Durante una madrugada del 6 de agosto de 1945 un hombre llamado Claude Eatherly pilotaba bajo órdenes un B29 sobre el cielo de Japón. Tras la misión fue recibido, junto a sus compañeros, como un héroe en su país. Pero él se mostró contrariado, acosado por los tormentos de su conciencia, desequilibrado. A pesar de haber ejecutado con éxito esa misión, se sentía profundamente solo entre sus compañeros, reconocidos y aplaudidos como héroes nacionales.
Es curioso cómo los que a sabiendas cometen acciones que perjudican a los demás, por no denominarlos de manera simplificadora “culpables”, término con demasiadas resonancias judeo-cristianas, acostumbran, sólo Dios sabe por qué vericuetos, a burlar el tribunal de la conciencia. Es curiosa que Claude Eatherly, disponiendo de poderosas razones para eludir ese tribunal, se sintiera, sin embargo, profundamente solo. En primer lugar, él, como todos sus compañeros, seguía órdenes de altos mandos, y como analizara Elías Canetti en Masa y poder, “los hombres que han actuado bajo una orden se consideran perfectamente inocentes”. Los juicios de Núremberg nos ofrecen abundantes ejemplos de ello.
En segundo lugar, él desconocía los efectos devastadores de la bomba arrojada sobre Hiroshima; en su situación, cualquiera se diría ante el tribunal de la conciencia: “Yo no sabía, yo no sabía qué consecuencias podría desatar”. Y saldría absuelto, tranquilo y justificado ante sí mismo. En cierta medida, en efecto, es el conocimiento de nuestras circunstancias lo que nos convierte en responsables de éstas: ni a un niño ni a un perro solemos pedirle cuentas de lo que hizo y lo que no hizo o cómo lo hizo, y si lo castigamos, en la mayoría de las ocasiones es para, sirviéndonos de tal excusa, saciar nuestros resentidos instintos.
Lo cierto es que, según cuentan, Eatherly estuvo durante bastantes años arrastrando la pesada sombra de la culpa, una conciencia de culpa que le llevó a un par de intentos de suicidio y a cometer pequeños delitos con el desesperado propósito, apuntan, de ver por fin reconocida su culpabilidad. La condena, pensaría, le redimiría si no de los efectos de la bomba, al menos del incesante sentimiento de culpa. Pero no pudo ser.
No obstante, el Estado, nombre bajo el cual se eluden y escurren las responsabilidades de cada individuo, hizo que Eatherly recorriese un fatigado peregrinaje por diversas instituciones psiquiátricas, lo que si por una parte lo ocultaba de la mirada pública, por otra parte, como ha sugerido Günther Anders, al serle atribuida una enfermedad mental, evitaban procuraban evitar al mismo tiempo tanto la condena de Eatherly como del sistema estatal.

Detalles del ejercicio
Copia de nuevo el pasaje del texto sobre Claude Eatherly que empieza en "Es curioso cómo" y termina en "ejemplos de ello.", y sustituye "altos mandos" por "sus superiores".

Material mostrado
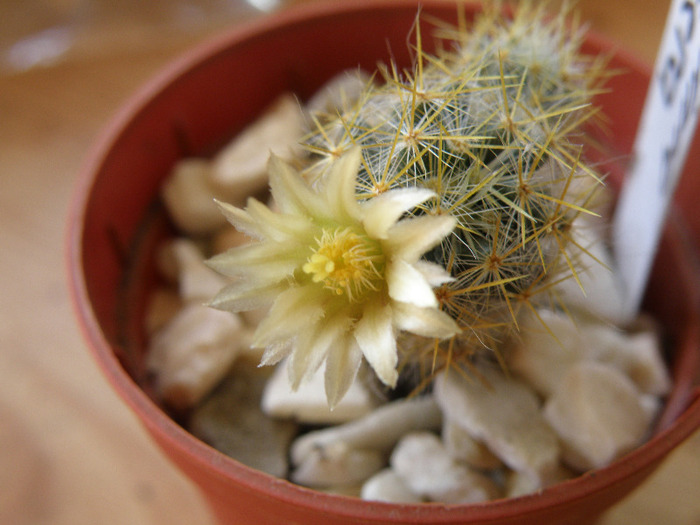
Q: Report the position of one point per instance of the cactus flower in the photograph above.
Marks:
(343, 277)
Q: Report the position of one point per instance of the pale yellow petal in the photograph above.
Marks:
(411, 238)
(342, 365)
(375, 336)
(427, 322)
(260, 261)
(279, 227)
(312, 346)
(293, 309)
(240, 219)
(246, 295)
(274, 353)
(340, 186)
(406, 284)
(381, 213)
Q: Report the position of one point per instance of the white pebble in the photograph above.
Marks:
(192, 353)
(240, 168)
(427, 469)
(463, 447)
(598, 414)
(196, 281)
(337, 465)
(386, 485)
(505, 415)
(379, 430)
(309, 404)
(551, 343)
(189, 198)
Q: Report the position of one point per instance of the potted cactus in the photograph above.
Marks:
(430, 220)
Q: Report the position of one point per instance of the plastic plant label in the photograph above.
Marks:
(665, 132)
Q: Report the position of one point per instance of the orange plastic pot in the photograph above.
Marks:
(200, 102)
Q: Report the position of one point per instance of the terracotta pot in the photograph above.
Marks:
(201, 101)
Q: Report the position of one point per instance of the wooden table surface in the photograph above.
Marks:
(70, 452)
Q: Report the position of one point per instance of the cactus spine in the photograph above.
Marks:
(492, 124)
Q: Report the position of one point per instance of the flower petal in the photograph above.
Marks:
(427, 322)
(342, 365)
(279, 227)
(411, 238)
(340, 186)
(273, 354)
(259, 261)
(245, 295)
(313, 345)
(406, 284)
(374, 334)
(296, 307)
(381, 213)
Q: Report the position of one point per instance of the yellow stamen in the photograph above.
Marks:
(346, 263)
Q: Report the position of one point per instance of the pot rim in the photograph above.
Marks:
(167, 430)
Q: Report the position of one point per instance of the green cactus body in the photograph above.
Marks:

Respuesta de la tarea
Es curioso cómo los que a sabiendas cometen acciones que perjudican a los demás, por no denominarlos de manera simplificadora “culpables”, término con demasiadas resonancias judeo-cristianas, acostumbran, sólo Dios sabe por qué vericuetos, a burlar el tribunal de la conciencia. Es curiosa que Claude Eatherly, disponiendo de poderosas razones para eludir ese tribunal, se sintiera, sin embargo, profundamente solo. En primer lugar, él, como todos sus compañeros, seguía órdenes de sus superiores, y como analizara Elías Canetti en Masa y poder, “los hombres que han actuado bajo una orden se consideran perfectamente inocentes”. Los juicios de Núremberg nos ofrecen abundantes ejemplos de ello.